Omit all pictures. Quote the lines from the one with "Give an outline for every instance of the calm" through the end of the listing below, exactly as they appear.

*Dataset content*.
►

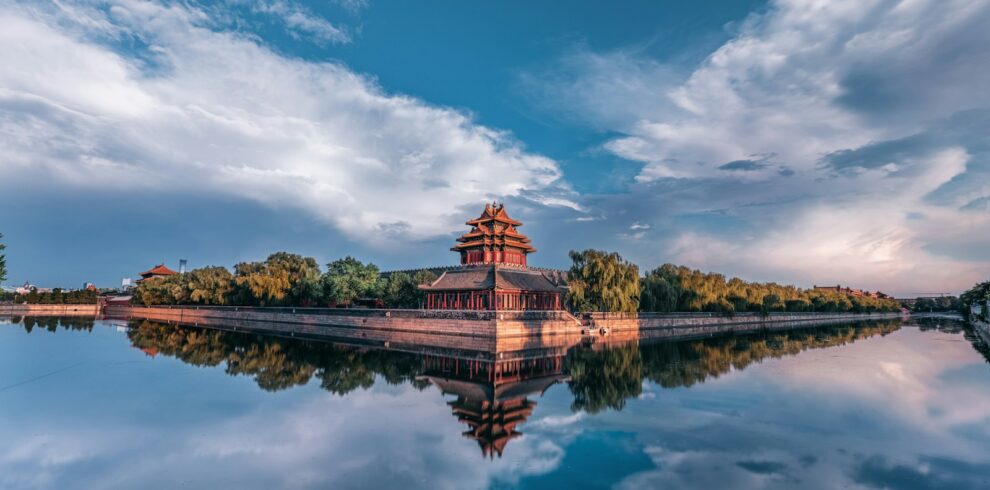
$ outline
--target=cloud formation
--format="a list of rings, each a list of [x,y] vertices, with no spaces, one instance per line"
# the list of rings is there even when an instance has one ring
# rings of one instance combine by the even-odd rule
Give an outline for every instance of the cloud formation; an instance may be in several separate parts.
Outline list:
[[[990,273],[988,23],[986,1],[779,0],[693,69],[579,53],[541,93],[642,164],[600,203],[667,225],[641,262],[958,291]]]
[[[345,40],[293,5],[259,8]],[[343,65],[277,54],[209,10],[5,2],[0,23],[6,185],[232,196],[359,239],[444,234],[486,198],[573,205],[556,162],[508,133]]]

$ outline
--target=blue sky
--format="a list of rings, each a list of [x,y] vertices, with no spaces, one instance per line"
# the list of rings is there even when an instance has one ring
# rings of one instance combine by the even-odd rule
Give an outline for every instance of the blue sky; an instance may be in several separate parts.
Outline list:
[[[0,1],[7,284],[289,250],[751,280],[990,275],[986,1]]]

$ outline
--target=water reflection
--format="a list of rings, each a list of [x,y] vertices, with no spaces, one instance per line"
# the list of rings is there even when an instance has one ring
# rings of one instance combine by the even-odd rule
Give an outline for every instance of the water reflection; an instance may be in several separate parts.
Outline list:
[[[12,323],[20,323],[24,326],[24,331],[31,333],[34,329],[43,329],[49,332],[56,332],[59,328],[63,330],[92,331],[96,325],[96,319],[84,316],[56,317],[56,316],[24,316],[14,317]]]
[[[221,366],[231,376],[251,376],[265,391],[307,384],[337,395],[370,388],[375,377],[389,384],[410,383],[420,389],[419,356],[398,352],[291,340],[222,330],[208,330],[133,320],[127,337],[134,347],[175,357],[194,366]]]
[[[948,320],[496,353],[20,323],[0,488],[184,484],[159,466],[197,488],[980,488],[990,468],[987,344]]]
[[[536,409],[529,397],[565,379],[563,355],[502,362],[431,355],[423,365],[420,379],[457,397],[447,405],[469,427],[462,435],[477,441],[489,458],[501,458],[506,444],[522,435],[517,427]]]
[[[664,388],[692,386],[764,359],[887,335],[900,323],[862,322],[682,342],[598,343],[467,357],[461,351],[417,355],[150,320],[132,320],[129,327],[133,346],[148,354],[195,366],[223,366],[231,376],[252,377],[266,391],[305,385],[314,378],[321,388],[337,395],[370,388],[378,377],[390,385],[408,383],[419,390],[435,386],[456,396],[448,405],[469,426],[464,436],[478,441],[484,456],[501,457],[536,408],[530,397],[555,383],[566,383],[573,397],[572,412],[622,410],[627,400],[642,394],[644,380]]]

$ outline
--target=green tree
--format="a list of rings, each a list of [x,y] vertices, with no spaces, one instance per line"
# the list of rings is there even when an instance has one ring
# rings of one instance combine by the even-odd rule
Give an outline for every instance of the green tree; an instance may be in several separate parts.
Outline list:
[[[822,311],[872,312],[900,310],[890,298],[855,296],[833,289],[800,289],[776,283],[746,282],[739,278],[664,264],[642,282],[642,311]]]
[[[188,302],[183,275],[145,279],[134,289],[134,302],[145,306],[177,305]]]
[[[234,289],[234,276],[226,267],[193,269],[182,282],[189,301],[201,305],[225,305]]]
[[[617,253],[571,251],[567,293],[581,311],[635,313],[639,308],[639,268]]]
[[[322,279],[326,301],[338,305],[348,305],[360,297],[379,296],[384,282],[379,277],[378,266],[351,256],[327,264]]]
[[[771,311],[780,311],[784,309],[784,303],[781,301],[780,296],[770,293],[763,296],[762,309],[763,313],[770,313]]]
[[[959,296],[960,309],[963,315],[970,318],[974,307],[979,308],[978,320],[990,320],[990,281],[981,282],[966,290]]]
[[[0,239],[3,239],[3,233],[0,233]],[[7,255],[2,253],[6,248],[7,246],[0,242],[0,284],[7,280]]]
[[[286,252],[234,266],[234,304],[308,306],[320,297],[316,259]]]
[[[410,276],[405,272],[394,272],[382,281],[382,301],[389,308],[419,308],[426,301],[426,292],[420,285],[431,284],[437,275],[423,269]]]
[[[677,311],[681,298],[681,282],[674,266],[664,264],[648,272],[641,282],[639,297],[641,311]]]

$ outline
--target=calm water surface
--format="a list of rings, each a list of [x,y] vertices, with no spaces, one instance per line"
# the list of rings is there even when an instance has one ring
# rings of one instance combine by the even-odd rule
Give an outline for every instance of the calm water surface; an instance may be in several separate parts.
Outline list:
[[[950,321],[478,365],[150,322],[0,320],[0,488],[990,488]]]

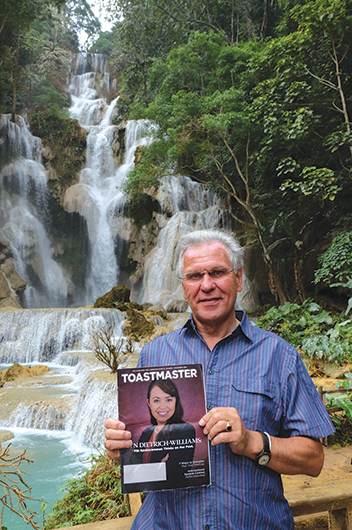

◄

*Problem solution*.
Give an outline for every instance of the calm water surface; an instance may be in several separate parts.
Outline list:
[[[950,321],[478,365],[150,322],[0,320],[0,488],[990,488]]]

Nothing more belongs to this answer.